■ **EXERCISE PROMPT**: Transcribe every row below verbatim, reproducing each character without alteration.

RECORDED DATA Block Start

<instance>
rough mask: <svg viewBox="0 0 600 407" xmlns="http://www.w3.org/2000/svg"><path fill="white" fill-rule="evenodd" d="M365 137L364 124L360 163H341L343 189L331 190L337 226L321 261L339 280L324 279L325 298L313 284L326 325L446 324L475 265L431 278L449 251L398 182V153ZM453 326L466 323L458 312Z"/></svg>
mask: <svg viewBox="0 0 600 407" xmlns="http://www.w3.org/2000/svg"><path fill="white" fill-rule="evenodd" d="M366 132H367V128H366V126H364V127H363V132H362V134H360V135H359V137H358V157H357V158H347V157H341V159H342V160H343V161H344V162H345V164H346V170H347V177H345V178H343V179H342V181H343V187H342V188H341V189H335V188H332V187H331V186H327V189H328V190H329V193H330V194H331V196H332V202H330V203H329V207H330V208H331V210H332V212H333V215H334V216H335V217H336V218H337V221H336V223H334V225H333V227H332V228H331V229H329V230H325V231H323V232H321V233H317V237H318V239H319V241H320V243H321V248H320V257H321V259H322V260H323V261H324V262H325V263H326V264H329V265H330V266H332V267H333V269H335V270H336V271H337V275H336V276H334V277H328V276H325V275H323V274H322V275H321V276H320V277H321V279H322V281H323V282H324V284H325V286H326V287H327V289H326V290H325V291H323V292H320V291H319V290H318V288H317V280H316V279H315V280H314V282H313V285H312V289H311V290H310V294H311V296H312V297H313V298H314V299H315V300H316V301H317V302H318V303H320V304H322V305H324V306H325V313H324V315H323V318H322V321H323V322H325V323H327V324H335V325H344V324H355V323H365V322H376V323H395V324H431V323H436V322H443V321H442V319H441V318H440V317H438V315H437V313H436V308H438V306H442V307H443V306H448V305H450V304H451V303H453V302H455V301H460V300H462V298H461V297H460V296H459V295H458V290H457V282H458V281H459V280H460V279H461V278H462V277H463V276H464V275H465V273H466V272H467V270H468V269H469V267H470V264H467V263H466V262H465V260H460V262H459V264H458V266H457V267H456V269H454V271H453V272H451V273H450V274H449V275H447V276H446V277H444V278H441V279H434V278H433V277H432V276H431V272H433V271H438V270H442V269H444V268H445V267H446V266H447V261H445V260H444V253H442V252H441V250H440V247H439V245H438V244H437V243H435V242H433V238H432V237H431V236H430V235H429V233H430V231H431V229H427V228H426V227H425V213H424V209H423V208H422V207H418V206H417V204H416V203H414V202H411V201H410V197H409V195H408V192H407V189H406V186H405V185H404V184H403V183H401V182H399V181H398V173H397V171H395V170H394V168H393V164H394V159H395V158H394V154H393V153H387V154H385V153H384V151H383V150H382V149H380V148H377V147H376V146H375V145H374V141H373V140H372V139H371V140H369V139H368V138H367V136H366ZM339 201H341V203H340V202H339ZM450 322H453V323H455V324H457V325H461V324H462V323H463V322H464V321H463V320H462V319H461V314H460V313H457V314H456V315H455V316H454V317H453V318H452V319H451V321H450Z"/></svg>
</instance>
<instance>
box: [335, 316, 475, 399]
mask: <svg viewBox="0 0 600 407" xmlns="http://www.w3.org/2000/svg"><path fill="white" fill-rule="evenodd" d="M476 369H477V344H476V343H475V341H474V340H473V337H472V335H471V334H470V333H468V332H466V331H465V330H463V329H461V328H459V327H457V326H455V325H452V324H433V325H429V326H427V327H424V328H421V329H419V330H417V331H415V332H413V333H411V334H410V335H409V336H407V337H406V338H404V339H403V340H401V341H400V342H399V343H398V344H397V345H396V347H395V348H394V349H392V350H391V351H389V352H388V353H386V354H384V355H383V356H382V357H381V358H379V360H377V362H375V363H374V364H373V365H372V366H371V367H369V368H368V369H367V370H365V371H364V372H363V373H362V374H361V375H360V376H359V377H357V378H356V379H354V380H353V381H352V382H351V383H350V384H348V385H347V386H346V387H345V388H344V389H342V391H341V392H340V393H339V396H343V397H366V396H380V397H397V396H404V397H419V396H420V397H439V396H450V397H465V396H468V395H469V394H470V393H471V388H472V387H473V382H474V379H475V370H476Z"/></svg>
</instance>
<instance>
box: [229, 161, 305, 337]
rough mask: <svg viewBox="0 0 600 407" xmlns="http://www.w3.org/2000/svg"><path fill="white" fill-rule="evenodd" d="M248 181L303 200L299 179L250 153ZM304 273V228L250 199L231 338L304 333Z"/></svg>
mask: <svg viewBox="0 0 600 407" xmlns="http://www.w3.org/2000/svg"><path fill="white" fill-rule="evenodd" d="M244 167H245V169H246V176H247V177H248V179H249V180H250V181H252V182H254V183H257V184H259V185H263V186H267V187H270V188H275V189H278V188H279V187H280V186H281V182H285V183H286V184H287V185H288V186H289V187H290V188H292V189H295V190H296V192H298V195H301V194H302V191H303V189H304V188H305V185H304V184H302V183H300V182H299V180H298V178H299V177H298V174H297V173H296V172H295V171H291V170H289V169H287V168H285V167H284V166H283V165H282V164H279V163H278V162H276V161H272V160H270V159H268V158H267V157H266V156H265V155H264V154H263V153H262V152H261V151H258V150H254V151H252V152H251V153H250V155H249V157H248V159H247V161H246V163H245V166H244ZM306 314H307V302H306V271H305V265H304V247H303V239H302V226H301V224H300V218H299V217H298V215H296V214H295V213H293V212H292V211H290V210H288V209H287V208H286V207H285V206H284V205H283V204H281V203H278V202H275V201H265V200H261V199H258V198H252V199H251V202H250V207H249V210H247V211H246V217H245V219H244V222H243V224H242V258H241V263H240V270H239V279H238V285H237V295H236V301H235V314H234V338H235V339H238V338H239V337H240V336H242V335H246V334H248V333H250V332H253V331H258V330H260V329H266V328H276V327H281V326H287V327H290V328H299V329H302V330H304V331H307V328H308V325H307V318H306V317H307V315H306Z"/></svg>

RECORDED DATA Block End

■ **SOLUTION TO THE EXERCISE**:
<instance>
rough mask: <svg viewBox="0 0 600 407" xmlns="http://www.w3.org/2000/svg"><path fill="white" fill-rule="evenodd" d="M365 137L364 124L360 163H341L343 189L331 190L337 226L321 261L339 280L324 279L325 298L313 284L326 325L446 324L475 265L431 278L449 251L398 182V153ZM453 326L466 323L458 312Z"/></svg>
mask: <svg viewBox="0 0 600 407" xmlns="http://www.w3.org/2000/svg"><path fill="white" fill-rule="evenodd" d="M366 132H367V128H366V126H364V127H363V132H362V134H360V135H359V137H358V157H357V158H347V157H341V159H342V160H343V161H344V162H345V164H346V170H347V177H345V178H343V179H342V181H343V187H342V188H341V189H335V188H332V187H331V186H327V189H328V190H329V193H330V194H331V196H332V202H330V203H329V207H330V208H331V210H332V212H333V215H334V216H335V217H336V218H337V221H336V223H334V225H333V227H332V228H331V229H329V230H325V231H323V232H321V233H317V237H318V239H319V241H320V243H321V248H320V257H321V259H322V260H323V261H324V262H325V263H326V264H329V265H330V266H332V267H333V269H335V270H336V271H337V275H336V276H334V277H328V276H325V275H323V274H322V275H321V276H320V277H321V279H322V281H323V282H324V284H325V286H326V287H327V289H326V290H325V291H323V292H320V291H319V290H318V288H317V280H316V279H315V280H314V282H313V285H312V289H311V290H310V294H311V296H312V297H313V298H314V299H315V300H316V301H317V302H318V303H320V304H322V305H324V306H325V313H324V315H323V318H322V321H323V322H325V323H327V324H335V325H344V324H355V323H365V322H376V323H395V324H431V323H436V322H443V321H442V319H441V318H440V317H438V315H437V313H436V308H438V306H442V307H443V306H448V305H450V304H451V303H453V302H455V301H460V300H462V298H461V297H460V296H459V295H458V290H457V282H458V281H459V280H460V279H461V278H462V277H463V276H464V275H465V273H466V272H467V270H468V269H469V267H470V264H467V263H466V262H465V260H460V262H459V264H458V266H457V267H456V269H454V271H453V272H451V273H450V274H449V275H447V276H446V277H444V278H441V279H434V278H433V277H432V276H431V272H433V271H438V270H442V269H444V268H445V267H446V266H447V261H445V260H444V253H442V252H441V250H440V247H439V245H438V244H437V243H435V242H433V238H432V237H431V236H430V235H429V233H430V231H431V229H427V228H426V227H425V213H424V209H423V208H422V207H418V206H417V204H416V203H414V202H411V201H410V197H409V195H408V192H407V189H406V186H405V185H404V184H403V183H401V182H399V181H398V173H397V171H395V170H394V168H393V164H394V159H395V158H394V154H393V153H387V154H385V153H384V151H383V150H382V149H380V148H377V147H376V146H375V145H374V141H373V140H372V139H371V140H369V139H368V138H367V136H366ZM339 201H341V203H340V202H339ZM450 322H453V323H455V324H457V325H461V324H462V323H463V322H464V321H463V320H462V319H461V314H460V313H457V314H456V315H455V316H454V317H453V318H452V319H451V321H450Z"/></svg>
</instance>
<instance>
box: [335, 316, 475, 399]
mask: <svg viewBox="0 0 600 407" xmlns="http://www.w3.org/2000/svg"><path fill="white" fill-rule="evenodd" d="M476 369H477V344H476V343H475V341H474V340H473V337H472V335H471V334H470V333H468V332H466V331H465V330H463V329H461V328H459V327H457V326H455V325H452V324H433V325H429V326H427V327H424V328H421V329H419V330H417V331H415V332H413V333H411V334H410V335H409V336H407V337H406V338H404V339H403V340H401V341H400V342H399V343H398V344H397V345H396V347H395V348H394V349H392V350H391V351H389V352H388V353H386V354H384V355H383V356H382V357H381V358H379V360H377V362H375V363H374V364H373V365H372V366H371V367H369V368H368V369H367V370H365V371H364V372H363V373H362V374H361V375H360V376H359V377H357V378H356V379H354V380H353V381H352V382H351V383H350V384H348V385H347V386H346V387H345V388H344V389H342V391H341V392H340V393H339V396H343V397H366V396H380V397H397V396H404V397H419V396H420V397H439V396H450V397H465V396H468V395H469V394H470V393H471V388H472V387H473V382H474V379H475V370H476Z"/></svg>
</instance>
<instance>
box: [229, 161, 305, 337]
rough mask: <svg viewBox="0 0 600 407" xmlns="http://www.w3.org/2000/svg"><path fill="white" fill-rule="evenodd" d="M248 181L303 200L299 179L250 153ZM304 273V228L250 199L231 338L304 333Z"/></svg>
mask: <svg viewBox="0 0 600 407" xmlns="http://www.w3.org/2000/svg"><path fill="white" fill-rule="evenodd" d="M244 167H245V169H246V176H247V177H248V179H249V180H250V181H252V182H254V183H257V184H259V185H263V186H267V187H270V188H275V189H278V188H279V187H280V186H281V182H285V183H286V184H287V185H288V186H289V187H290V188H292V189H295V190H296V192H298V195H301V194H302V191H303V189H304V188H305V185H304V184H302V183H300V182H299V180H298V178H299V177H298V174H297V173H296V172H295V171H291V170H289V169H287V168H285V167H284V166H283V165H282V164H279V163H278V162H276V161H272V160H270V159H268V158H267V157H266V156H265V155H264V154H263V153H262V152H261V151H258V150H254V151H252V152H251V153H250V155H249V157H248V159H247V161H246V163H245V166H244ZM306 314H307V302H306V271H305V265H304V247H303V239H302V226H301V224H300V218H299V217H298V215H296V214H295V213H293V212H292V211H290V210H288V209H287V208H286V207H285V206H284V205H283V204H281V203H278V202H275V201H265V200H261V199H258V198H252V199H251V202H250V207H249V210H247V211H246V217H245V219H244V222H243V224H242V258H241V263H240V270H239V279H238V285H237V295H236V301H235V314H234V338H235V339H238V338H239V337H240V336H242V335H246V334H248V333H250V332H253V331H258V330H260V329H266V328H276V327H281V326H287V327H290V328H299V329H302V330H304V331H307V328H308V325H307V318H306V317H307V315H306Z"/></svg>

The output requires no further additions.